--- START OF SELECTED EXTRACT ---

During the year, BEL delivered various orders like LRSAM systems, Smart City and Homeland Security business, Integrated Air Command and Control Systems, Radar Systems and Thermal Imaging Cameras.

In FY 21, the company is set to supply orders for Himshakti EW system, Avionics for Light Combat Aircraft-Tejas Mk1A, Smart city/Homeland security projects, spares and services. The company has also received an order to supply 30,000 advanced ICU ventilators to the Ministry of Health which will be completely delivered by August.

Though this business will add approximately ₹6-7 bn to the top line in FY 21E, according to our expectations, it will be a low margin business as the ventilators will be sold economically. In line with this, we expect margins in FY 21 to fall at 16%. On the back of ventilators order, we expect top line growth of 6% in FY 21E, in absence of which we anticipate a fall of mid-single digit. Resumption of international supply chain will be the key to its growth trajectory in FY 21E.

In FY 22, on the back of weak FY 21 and strong order execution of its existing orders and government’s improving outlook on defense orders, we foresee a robust comeback with margins ranging within 21-22%. 




Recent approval of massive defense related proposals ensures strong visibility for BEL:

Last week, the MoD approved to acquire 33 new fighter aircraft's from Russia and upgradation of 59 existing MiG-29s for ₹180 bn. It also cleared proposal to develop several defense projects worth ₹390 bn of which ₹311 bn will be from Indian industry.

These projects include Pinaka rocket launcher, BMP combat vehicles upgrades, software defined radios for army, 248 Astra Beyond Visual Range air to air missiles for IAF and Navy and New 1000 km strike range Land Attack Cruise Missile for the army, in collaboration with DRDO. BEL being a stalwart in manufacturing most of these, we believe it to be the prime beneficiary of this proposal, and achieve a strong visibility in the ensuing years.





Outlook and Valuation:

Q4 and FY 20 results well addressed street’s concerns about weak margins due to adverse product mix and BEL’s high NWC and associated pressure on cash flows despite weak operating environment. For FY 21, our numbers already factor in weaker top line growth at mid-single digit excluding the impact of ventilators. We now expect margins close to 16% on negative operating leverage and higher NWC intensity of 31% in FY 21E v/s 28% in FY 20.

Similar to FY 20, we expect improvement to come by H2, but earlier than expected execution of the above mentioned GOI proposal may lead to better than expected numbers in H1 too. The ongoing tension at the Indo-China border may expedite the process.

--- END OF SELECTED EXTRACT ---
--- START OF EXTRACTED MATERIAL ---

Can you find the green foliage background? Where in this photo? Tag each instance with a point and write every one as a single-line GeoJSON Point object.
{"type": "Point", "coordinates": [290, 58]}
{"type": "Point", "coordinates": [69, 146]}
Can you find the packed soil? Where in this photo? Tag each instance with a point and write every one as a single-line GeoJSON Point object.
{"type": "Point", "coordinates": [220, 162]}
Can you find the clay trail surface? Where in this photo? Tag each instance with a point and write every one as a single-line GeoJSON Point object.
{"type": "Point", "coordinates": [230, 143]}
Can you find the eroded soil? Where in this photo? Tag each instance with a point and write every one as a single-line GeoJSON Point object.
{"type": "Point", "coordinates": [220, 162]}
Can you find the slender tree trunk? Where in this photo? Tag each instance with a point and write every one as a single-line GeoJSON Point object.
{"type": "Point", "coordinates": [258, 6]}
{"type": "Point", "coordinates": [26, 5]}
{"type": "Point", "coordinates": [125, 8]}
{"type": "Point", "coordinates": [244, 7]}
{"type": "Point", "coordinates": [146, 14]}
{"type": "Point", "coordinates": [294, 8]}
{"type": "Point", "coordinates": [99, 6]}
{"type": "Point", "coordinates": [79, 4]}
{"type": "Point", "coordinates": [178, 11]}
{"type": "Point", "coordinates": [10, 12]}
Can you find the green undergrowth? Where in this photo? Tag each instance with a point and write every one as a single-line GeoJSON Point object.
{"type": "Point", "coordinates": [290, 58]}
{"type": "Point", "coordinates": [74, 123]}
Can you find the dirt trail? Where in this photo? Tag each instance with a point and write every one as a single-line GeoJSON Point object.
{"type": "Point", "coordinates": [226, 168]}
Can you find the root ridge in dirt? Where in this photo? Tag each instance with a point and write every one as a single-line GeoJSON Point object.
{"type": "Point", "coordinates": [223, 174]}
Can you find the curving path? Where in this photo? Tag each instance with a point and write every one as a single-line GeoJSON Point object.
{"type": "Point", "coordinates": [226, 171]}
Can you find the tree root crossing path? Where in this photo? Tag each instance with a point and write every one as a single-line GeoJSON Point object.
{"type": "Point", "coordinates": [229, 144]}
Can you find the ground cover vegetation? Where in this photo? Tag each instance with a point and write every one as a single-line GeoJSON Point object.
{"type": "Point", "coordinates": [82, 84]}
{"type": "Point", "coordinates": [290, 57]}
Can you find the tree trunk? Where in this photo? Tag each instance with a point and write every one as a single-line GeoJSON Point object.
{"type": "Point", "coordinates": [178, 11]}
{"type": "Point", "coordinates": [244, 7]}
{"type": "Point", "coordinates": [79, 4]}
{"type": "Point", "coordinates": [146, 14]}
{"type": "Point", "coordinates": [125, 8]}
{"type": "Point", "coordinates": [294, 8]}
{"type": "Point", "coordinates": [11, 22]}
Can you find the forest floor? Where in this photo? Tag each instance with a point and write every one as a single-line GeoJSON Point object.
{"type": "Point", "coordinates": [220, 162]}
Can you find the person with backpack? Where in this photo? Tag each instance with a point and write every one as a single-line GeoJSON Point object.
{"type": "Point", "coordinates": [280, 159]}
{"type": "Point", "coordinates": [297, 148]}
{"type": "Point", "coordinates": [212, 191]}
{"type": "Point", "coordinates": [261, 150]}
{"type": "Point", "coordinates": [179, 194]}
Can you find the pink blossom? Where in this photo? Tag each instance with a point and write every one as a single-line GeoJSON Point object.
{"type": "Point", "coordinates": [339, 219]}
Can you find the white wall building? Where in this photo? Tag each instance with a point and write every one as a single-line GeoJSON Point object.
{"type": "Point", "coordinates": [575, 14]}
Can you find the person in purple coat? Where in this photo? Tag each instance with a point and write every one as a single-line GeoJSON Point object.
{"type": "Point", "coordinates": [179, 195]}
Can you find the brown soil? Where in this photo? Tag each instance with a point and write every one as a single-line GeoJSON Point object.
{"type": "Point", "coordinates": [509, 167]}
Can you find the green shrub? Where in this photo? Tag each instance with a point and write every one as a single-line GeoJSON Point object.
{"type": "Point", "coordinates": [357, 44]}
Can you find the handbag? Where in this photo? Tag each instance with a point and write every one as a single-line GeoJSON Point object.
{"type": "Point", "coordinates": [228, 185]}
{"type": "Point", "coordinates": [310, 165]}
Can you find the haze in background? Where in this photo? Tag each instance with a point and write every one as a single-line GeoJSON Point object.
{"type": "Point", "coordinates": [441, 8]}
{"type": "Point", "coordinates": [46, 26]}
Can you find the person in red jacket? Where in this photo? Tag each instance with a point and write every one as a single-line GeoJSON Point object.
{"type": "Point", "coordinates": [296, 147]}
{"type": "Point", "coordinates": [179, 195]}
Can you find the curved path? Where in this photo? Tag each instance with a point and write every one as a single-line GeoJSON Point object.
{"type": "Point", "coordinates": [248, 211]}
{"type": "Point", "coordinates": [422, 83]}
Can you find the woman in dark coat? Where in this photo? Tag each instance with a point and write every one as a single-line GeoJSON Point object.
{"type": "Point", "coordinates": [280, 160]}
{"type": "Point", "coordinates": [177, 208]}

--- END OF EXTRACTED MATERIAL ---

◆ TO DO ◆
Retype the passage on BEL's order outlook from "In FY 22, on" to "ranging within 21-22%." without changing a word. The lines are not needed for this task.

◆ WRITTEN ANSWER ◆
In FY 22, on the back of weak FY 21 and strong order execution of its existing orders and government’s improving outlook on defense orders, we foresee a robust comeback with margins ranging within 21-22%.